--- EXCERTO DO TEXTO ---
----------------------------------------

A Declaração do Princípio da Soberania Permanente, como passou a ser conhecida, despontou no decurso do processo de descolonização e os novos Estados independentes sentiram-se no direito de reavaliar e alterar os acordos legais “não equitativos” sob forma de concessões, herdados do período colonial durante o qual os investidores estrangeiros (maioritariamente empresas multinacionais com as suas sedes no país metropolitano) tinham podido dispor de direitos de exploração dos recursos naturais encontrados dentro dos seus territórios.

A alteração, passou a poder ser efectuada, pelo exercício de:

· o direito de nacionalizar, isto é, de tomar os direitos detidos pelo investidor estrangeiro;
· o direito de alterar certos termos dos acordos
ou
· denunciar um acordo estabelecido com o investidor estrangeiro.

As novas estruturas, não só proporcionaram maiores receitas, como também possibilitaram aos Estados assumir a propriedade dos seus próprios recursos e mecanismos associados, há tanto tempo ambicionados, tanto para o desenvolvimento das capacidades nacionais, como para lhes permitir assegurar um efectivo controlo das operações.

Esta nova Ordem suscitou o aparecimento e o desenvolvimento de colossais empresas nacionais que actualmente dispõem de enormes recursos, quer financeiros quer em capacidade produtiva, de tal monto que podem mesmo vir a ameaçar a já fragilizada posição detida pelas majors, a curto ou a médio prazo.
Numa curta análise, podemos constatar, baseados nos elementos disponíveis caracterizadores das maiores empresas petrolíferas mundiais, como as nacionais dominam hoje a produção, continuando a ficar nas mãos das majors a liderança da refinação e da comercialização.

Se bem que a soberania permanente sobre recursos naturais, seja actualmente reconhecida como princípio fundamental do direito internacional, a precisa definição do seu alcance e implicações permanece uma tarefa jurídica de grande importância, não só porque se trata de um princípio que está passando por sucessivas adaptações, mas também porque continua a ser uma fonte embrionária donde emanam regras para salvaguarda dos interesses dos países em desenvolvimento, sobretudo no que se refere à utilização dos seus recursos naturais.

----------------------------------------

--- TAREFA 1 ---
Reescreva de forma mais breve o parágrafo do texto sobre a soberania permanente que começa por "Se bem que a soberania permanente", conservando os seus factos principais.
--- TAREFA 2 ---
Segundo o texto sobre a soberania permanente, pelo exercício de que direitos passou a poder ser efectuada a alteração dos acordos herdados do período colonial? Enumere-os todos.
O material não tem qualquer relação com o texto sobre a soberania permanente.

--- MATERIAL FORNECIDO ---
----------------------------------------

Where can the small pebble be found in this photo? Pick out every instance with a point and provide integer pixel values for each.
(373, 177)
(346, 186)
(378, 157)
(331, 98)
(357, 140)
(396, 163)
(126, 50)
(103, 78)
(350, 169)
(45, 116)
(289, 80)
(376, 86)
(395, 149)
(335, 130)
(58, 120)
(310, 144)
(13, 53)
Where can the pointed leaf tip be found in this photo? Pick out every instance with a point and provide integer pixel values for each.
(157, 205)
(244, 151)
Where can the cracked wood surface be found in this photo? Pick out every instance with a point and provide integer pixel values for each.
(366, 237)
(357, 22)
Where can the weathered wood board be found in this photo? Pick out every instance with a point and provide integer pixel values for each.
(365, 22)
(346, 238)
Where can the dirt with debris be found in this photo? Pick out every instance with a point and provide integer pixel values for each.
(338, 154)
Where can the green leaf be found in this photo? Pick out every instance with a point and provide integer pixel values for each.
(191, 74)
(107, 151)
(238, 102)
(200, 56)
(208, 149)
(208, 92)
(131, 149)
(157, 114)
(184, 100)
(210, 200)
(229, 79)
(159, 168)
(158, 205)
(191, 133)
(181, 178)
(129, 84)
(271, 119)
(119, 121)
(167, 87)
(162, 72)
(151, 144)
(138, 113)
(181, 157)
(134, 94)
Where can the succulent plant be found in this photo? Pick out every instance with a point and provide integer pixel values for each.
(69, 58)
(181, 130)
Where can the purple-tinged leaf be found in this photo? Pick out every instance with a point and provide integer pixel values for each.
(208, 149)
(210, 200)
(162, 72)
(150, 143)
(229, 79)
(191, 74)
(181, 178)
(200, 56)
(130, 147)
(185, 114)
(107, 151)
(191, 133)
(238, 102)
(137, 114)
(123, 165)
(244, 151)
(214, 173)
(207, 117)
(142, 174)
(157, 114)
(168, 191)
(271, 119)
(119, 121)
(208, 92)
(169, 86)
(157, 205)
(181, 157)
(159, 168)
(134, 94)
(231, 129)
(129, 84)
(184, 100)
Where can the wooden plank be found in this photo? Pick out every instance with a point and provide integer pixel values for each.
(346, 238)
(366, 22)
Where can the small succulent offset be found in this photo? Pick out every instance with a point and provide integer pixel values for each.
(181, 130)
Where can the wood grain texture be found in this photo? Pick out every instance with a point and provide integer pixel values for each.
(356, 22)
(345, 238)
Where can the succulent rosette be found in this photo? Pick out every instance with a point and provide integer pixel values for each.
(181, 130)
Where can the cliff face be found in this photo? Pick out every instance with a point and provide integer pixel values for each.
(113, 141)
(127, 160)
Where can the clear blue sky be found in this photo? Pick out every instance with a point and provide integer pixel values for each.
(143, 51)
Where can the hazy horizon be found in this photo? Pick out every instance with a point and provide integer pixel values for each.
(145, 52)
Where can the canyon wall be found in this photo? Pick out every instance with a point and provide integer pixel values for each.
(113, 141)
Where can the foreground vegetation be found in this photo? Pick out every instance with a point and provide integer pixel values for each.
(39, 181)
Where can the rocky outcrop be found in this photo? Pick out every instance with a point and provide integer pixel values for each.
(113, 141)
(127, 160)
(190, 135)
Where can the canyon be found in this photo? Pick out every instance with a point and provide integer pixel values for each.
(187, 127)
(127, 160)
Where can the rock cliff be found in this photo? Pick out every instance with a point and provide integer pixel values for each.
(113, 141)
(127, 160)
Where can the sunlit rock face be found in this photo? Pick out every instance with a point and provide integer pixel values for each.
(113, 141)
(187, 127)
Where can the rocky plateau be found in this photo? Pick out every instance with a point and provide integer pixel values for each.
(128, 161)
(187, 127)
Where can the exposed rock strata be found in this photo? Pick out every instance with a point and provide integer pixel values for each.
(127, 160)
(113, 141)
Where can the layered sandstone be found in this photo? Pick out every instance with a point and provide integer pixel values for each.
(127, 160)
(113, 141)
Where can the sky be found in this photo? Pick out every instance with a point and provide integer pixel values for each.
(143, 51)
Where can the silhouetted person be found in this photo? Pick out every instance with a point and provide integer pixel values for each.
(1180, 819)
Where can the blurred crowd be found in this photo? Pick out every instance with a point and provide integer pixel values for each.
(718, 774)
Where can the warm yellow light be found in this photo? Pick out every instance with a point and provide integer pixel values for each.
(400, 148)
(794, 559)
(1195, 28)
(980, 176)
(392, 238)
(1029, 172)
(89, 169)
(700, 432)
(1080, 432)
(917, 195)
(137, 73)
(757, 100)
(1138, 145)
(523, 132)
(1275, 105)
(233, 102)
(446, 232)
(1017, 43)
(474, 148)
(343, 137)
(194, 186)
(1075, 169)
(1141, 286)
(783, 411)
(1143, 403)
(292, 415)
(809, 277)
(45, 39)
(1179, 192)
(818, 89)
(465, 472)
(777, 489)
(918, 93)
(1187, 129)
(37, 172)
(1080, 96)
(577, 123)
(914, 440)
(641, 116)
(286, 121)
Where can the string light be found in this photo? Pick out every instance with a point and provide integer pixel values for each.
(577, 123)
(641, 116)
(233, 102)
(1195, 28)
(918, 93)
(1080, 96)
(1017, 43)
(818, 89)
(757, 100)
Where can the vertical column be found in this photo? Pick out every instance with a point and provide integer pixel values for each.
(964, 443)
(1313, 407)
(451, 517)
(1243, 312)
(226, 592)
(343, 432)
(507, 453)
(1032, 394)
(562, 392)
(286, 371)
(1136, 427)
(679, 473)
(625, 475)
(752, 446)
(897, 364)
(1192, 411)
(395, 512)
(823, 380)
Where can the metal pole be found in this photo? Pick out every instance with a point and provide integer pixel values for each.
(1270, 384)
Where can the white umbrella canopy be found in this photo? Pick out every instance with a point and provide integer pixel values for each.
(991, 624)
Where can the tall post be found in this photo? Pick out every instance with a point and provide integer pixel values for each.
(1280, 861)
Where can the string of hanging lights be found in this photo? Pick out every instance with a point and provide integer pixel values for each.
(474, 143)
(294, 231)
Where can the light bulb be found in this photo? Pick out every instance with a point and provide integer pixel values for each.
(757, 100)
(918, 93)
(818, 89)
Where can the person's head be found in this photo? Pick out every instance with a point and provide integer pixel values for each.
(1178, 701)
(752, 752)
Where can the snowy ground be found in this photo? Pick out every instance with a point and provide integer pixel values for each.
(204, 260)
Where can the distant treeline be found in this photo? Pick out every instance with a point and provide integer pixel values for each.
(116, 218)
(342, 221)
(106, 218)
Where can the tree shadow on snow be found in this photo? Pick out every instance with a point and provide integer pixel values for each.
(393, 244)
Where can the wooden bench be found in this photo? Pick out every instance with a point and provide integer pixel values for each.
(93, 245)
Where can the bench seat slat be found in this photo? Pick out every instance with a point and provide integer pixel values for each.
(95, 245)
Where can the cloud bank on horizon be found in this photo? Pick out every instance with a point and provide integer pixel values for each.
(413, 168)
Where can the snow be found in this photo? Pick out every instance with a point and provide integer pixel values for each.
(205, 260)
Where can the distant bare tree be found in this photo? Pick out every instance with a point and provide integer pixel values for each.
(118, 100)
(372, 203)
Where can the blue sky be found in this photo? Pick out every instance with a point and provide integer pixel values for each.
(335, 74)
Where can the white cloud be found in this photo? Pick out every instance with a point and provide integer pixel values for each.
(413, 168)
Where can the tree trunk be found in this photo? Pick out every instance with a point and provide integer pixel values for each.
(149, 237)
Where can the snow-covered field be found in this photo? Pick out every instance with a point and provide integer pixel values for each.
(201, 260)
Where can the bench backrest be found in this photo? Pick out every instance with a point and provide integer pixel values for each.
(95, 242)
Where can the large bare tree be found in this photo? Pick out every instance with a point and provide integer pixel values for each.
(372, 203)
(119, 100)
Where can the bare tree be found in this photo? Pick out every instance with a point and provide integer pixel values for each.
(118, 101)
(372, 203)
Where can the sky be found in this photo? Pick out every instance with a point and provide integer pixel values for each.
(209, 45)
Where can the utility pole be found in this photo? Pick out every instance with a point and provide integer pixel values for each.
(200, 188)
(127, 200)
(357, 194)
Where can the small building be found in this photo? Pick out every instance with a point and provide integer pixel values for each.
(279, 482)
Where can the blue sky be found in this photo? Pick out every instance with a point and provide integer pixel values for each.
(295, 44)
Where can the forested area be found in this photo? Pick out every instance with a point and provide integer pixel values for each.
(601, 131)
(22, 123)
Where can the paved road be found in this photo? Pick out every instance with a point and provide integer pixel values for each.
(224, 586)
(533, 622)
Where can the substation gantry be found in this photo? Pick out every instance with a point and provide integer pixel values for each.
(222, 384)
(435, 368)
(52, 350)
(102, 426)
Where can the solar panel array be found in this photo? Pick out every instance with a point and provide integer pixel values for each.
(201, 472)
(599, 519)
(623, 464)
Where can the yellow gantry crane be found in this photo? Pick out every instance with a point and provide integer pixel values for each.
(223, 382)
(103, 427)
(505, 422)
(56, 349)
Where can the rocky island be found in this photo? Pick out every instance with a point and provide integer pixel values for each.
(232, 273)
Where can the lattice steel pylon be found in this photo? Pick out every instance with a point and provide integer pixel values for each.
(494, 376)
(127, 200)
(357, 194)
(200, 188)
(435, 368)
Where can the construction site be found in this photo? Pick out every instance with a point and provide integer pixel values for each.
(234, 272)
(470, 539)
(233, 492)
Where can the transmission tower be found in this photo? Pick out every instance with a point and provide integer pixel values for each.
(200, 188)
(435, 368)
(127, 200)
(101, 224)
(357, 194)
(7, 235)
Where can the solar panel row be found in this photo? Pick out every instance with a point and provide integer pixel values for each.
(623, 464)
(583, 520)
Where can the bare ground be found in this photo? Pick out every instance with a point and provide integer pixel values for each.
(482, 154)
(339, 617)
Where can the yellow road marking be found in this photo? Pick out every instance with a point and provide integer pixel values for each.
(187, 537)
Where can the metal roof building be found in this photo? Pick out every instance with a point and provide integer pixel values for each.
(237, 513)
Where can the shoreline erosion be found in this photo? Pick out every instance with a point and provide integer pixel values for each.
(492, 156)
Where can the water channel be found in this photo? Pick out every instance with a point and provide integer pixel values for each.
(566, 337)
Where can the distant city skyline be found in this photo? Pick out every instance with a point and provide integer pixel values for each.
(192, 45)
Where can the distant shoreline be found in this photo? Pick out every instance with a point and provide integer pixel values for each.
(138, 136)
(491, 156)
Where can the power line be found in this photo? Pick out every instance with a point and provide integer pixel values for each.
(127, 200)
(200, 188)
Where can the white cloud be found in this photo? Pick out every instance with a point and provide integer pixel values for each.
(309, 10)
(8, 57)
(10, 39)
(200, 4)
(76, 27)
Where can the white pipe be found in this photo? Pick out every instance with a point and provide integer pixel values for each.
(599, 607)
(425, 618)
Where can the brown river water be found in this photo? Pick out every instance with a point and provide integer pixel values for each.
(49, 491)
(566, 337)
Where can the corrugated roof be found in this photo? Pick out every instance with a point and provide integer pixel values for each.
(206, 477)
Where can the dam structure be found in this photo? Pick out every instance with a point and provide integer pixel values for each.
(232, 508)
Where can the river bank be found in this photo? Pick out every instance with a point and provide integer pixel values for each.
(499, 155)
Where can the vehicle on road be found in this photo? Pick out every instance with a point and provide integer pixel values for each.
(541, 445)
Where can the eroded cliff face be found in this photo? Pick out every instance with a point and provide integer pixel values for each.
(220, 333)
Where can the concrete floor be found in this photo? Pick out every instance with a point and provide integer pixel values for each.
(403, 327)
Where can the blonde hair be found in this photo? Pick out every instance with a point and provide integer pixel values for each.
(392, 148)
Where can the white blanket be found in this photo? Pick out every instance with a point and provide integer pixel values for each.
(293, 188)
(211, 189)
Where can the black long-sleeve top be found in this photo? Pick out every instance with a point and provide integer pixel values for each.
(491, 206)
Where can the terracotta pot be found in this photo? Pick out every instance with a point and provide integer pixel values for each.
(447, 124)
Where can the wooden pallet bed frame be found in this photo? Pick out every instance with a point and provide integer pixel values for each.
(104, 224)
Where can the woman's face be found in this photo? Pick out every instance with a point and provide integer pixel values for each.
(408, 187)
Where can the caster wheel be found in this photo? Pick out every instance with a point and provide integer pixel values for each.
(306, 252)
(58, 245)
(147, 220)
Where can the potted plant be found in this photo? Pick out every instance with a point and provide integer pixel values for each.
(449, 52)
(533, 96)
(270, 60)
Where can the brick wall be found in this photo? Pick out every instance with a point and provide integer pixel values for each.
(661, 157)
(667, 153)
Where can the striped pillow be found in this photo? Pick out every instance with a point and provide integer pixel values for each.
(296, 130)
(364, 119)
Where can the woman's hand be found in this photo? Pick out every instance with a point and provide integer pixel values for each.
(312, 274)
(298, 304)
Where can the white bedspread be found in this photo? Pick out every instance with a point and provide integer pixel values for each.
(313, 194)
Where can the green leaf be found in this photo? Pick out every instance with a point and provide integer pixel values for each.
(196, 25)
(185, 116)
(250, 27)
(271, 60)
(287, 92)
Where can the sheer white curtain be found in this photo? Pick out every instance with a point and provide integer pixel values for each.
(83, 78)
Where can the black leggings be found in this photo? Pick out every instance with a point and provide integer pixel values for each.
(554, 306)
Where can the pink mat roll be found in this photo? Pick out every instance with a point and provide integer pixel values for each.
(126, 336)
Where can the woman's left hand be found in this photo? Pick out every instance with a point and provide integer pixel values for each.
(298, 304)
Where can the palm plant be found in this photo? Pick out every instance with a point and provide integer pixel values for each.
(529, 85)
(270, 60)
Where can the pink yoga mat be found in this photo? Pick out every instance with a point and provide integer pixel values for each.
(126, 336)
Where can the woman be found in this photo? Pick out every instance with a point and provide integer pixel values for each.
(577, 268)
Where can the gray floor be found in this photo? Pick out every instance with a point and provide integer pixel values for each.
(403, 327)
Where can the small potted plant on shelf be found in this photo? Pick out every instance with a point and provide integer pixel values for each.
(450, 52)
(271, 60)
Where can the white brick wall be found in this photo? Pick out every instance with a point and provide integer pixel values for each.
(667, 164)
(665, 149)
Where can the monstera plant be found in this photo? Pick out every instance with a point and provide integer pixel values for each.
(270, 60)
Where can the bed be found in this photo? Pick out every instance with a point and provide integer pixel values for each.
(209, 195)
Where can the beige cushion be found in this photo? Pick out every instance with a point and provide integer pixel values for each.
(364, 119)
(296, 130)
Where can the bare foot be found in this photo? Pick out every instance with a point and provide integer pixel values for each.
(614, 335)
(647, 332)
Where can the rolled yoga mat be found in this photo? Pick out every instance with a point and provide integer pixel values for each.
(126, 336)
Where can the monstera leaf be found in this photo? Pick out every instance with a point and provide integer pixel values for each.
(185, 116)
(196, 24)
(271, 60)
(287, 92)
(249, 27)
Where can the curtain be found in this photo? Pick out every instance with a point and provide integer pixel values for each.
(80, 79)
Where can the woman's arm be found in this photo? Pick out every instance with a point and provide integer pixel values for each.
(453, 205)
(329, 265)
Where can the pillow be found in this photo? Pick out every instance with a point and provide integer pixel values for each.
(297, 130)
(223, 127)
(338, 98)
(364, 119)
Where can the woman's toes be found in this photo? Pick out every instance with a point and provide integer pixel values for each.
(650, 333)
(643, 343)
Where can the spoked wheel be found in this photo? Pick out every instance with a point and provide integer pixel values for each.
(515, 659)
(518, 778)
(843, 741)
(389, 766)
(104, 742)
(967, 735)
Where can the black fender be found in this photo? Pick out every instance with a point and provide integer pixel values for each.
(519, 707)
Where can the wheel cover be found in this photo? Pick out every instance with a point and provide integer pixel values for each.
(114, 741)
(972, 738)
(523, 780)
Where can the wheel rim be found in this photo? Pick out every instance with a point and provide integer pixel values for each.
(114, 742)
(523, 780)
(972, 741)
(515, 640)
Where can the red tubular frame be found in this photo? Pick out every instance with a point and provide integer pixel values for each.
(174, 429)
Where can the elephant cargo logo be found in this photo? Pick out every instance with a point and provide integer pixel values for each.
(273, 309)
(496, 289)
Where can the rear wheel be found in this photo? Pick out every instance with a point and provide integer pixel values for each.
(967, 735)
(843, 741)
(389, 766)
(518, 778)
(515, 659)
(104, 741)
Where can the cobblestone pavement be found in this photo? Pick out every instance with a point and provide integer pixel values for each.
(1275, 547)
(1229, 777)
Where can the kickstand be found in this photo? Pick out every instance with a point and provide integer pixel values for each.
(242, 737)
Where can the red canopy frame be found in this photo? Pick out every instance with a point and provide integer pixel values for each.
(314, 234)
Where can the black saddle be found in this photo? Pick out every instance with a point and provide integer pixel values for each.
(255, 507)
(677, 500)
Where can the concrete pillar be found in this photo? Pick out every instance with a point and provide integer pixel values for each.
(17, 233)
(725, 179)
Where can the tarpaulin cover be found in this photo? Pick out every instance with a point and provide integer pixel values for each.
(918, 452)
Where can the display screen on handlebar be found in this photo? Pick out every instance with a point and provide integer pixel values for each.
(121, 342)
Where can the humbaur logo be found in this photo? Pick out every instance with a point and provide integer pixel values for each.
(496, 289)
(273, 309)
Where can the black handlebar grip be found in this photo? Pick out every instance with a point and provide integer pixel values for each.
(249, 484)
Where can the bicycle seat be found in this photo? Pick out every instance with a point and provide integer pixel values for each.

----------------------------------------

--- RESPOSTA COMPLETA 1 ---
Embora a soberania permanente sobre recursos naturais seja hoje reconhecida como princípio fundamental do direito internacional, definir com precisão o seu alcance e implicações continua a ser uma tarefa jurídica importante. Isto acontece porque o princípio tem passado por sucessivas adaptações e continua a originar regras que salvaguardam os interesses dos países em desenvolvimento, sobretudo quanto à utilização dos seus recursos naturais.

--- RESPOSTA COMPLETA 2 ---
- O direito de nacionalizar, isto é, de tomar os direitos detidos pelo investidor estrangeiro
- O direito de alterar certos termos dos acordos
- Denunciar um acordo estabelecido com o investidor estrangeiro